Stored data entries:
[Start of Attachment]

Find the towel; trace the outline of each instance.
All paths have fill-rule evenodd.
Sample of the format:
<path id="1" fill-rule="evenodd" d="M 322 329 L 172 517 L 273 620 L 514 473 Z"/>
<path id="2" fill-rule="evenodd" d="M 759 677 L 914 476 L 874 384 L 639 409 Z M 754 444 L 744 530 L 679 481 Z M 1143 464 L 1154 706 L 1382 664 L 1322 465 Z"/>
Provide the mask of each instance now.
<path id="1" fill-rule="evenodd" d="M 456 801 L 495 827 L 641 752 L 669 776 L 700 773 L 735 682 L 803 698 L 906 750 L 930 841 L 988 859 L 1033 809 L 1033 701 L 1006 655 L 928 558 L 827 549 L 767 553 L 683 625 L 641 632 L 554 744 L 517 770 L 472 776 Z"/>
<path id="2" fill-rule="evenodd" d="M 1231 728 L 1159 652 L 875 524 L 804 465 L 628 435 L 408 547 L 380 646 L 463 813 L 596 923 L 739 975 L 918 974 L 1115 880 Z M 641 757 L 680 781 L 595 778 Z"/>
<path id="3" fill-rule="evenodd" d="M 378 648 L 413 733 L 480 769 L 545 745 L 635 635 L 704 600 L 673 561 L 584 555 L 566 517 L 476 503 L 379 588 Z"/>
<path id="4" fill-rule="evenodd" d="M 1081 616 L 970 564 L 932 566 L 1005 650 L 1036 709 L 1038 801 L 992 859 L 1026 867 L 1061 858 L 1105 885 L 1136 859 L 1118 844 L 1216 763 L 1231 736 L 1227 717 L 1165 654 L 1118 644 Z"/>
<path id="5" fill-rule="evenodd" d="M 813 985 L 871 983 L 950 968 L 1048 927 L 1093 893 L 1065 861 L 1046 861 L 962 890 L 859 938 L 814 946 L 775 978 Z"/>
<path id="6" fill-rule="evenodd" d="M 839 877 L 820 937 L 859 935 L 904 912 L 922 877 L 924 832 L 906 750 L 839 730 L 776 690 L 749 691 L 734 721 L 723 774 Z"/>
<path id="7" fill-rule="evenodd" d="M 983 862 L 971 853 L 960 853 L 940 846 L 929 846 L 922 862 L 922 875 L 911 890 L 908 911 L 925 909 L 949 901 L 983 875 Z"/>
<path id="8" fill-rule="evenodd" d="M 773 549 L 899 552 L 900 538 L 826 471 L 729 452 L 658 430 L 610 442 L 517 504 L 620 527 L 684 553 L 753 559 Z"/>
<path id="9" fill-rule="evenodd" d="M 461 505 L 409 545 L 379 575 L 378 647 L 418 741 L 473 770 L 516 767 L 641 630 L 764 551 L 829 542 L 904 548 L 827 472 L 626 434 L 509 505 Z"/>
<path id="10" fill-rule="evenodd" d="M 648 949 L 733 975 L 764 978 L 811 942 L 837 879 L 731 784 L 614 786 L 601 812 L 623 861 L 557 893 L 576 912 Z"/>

[End of Attachment]

◆ TO DO
The expected response is the full set of records, reproduced exactly.

◆ ANSWER TO THIS EXERCISE
Find the towel; trace the outline of each instance.
All paths have fill-rule evenodd.
Sample of the format:
<path id="1" fill-rule="evenodd" d="M 322 329 L 172 517 L 273 620 L 514 473 Z"/>
<path id="2" fill-rule="evenodd" d="M 759 677 L 914 476 L 874 384 L 639 409 Z M 754 444 L 744 530 L 679 481 Z M 1143 464 L 1154 706 L 1382 664 L 1322 465 Z"/>
Provide the mask of each instance now.
<path id="1" fill-rule="evenodd" d="M 456 801 L 495 827 L 641 752 L 669 776 L 700 773 L 735 682 L 803 698 L 906 750 L 930 841 L 988 859 L 1033 809 L 1033 701 L 1006 655 L 928 558 L 827 549 L 767 553 L 683 625 L 641 632 L 554 744 L 517 770 L 472 776 Z"/>
<path id="2" fill-rule="evenodd" d="M 1231 728 L 1159 652 L 875 524 L 804 465 L 628 435 L 408 547 L 380 646 L 463 813 L 596 923 L 739 975 L 918 974 L 1115 880 Z M 641 757 L 680 781 L 595 778 Z"/>
<path id="3" fill-rule="evenodd" d="M 378 648 L 413 733 L 480 769 L 545 745 L 635 635 L 704 600 L 673 561 L 584 555 L 566 517 L 476 503 L 379 588 Z"/>
<path id="4" fill-rule="evenodd" d="M 1081 616 L 970 564 L 932 566 L 1005 650 L 1036 709 L 1038 801 L 992 859 L 1026 867 L 1061 858 L 1105 885 L 1136 859 L 1118 844 L 1216 763 L 1231 736 L 1227 717 L 1165 654 L 1118 644 Z"/>
<path id="5" fill-rule="evenodd" d="M 813 985 L 871 983 L 950 968 L 1048 927 L 1093 893 L 1065 861 L 1046 861 L 962 890 L 859 938 L 814 946 L 775 978 Z"/>
<path id="6" fill-rule="evenodd" d="M 839 877 L 820 937 L 859 935 L 904 912 L 922 877 L 924 832 L 906 750 L 839 730 L 776 690 L 749 691 L 734 721 L 723 774 Z"/>
<path id="7" fill-rule="evenodd" d="M 983 862 L 971 853 L 960 853 L 940 846 L 929 846 L 922 862 L 922 875 L 911 890 L 908 911 L 925 909 L 949 901 L 983 875 Z"/>
<path id="8" fill-rule="evenodd" d="M 773 549 L 899 552 L 900 538 L 826 471 L 729 452 L 658 430 L 610 442 L 517 504 L 620 527 L 684 553 L 753 559 Z"/>
<path id="9" fill-rule="evenodd" d="M 461 505 L 409 545 L 379 575 L 378 647 L 418 741 L 473 770 L 516 767 L 641 630 L 764 551 L 829 542 L 904 548 L 827 472 L 626 434 L 509 505 Z"/>
<path id="10" fill-rule="evenodd" d="M 648 949 L 733 975 L 764 978 L 811 942 L 837 879 L 731 784 L 614 786 L 601 812 L 623 861 L 557 893 L 576 912 Z"/>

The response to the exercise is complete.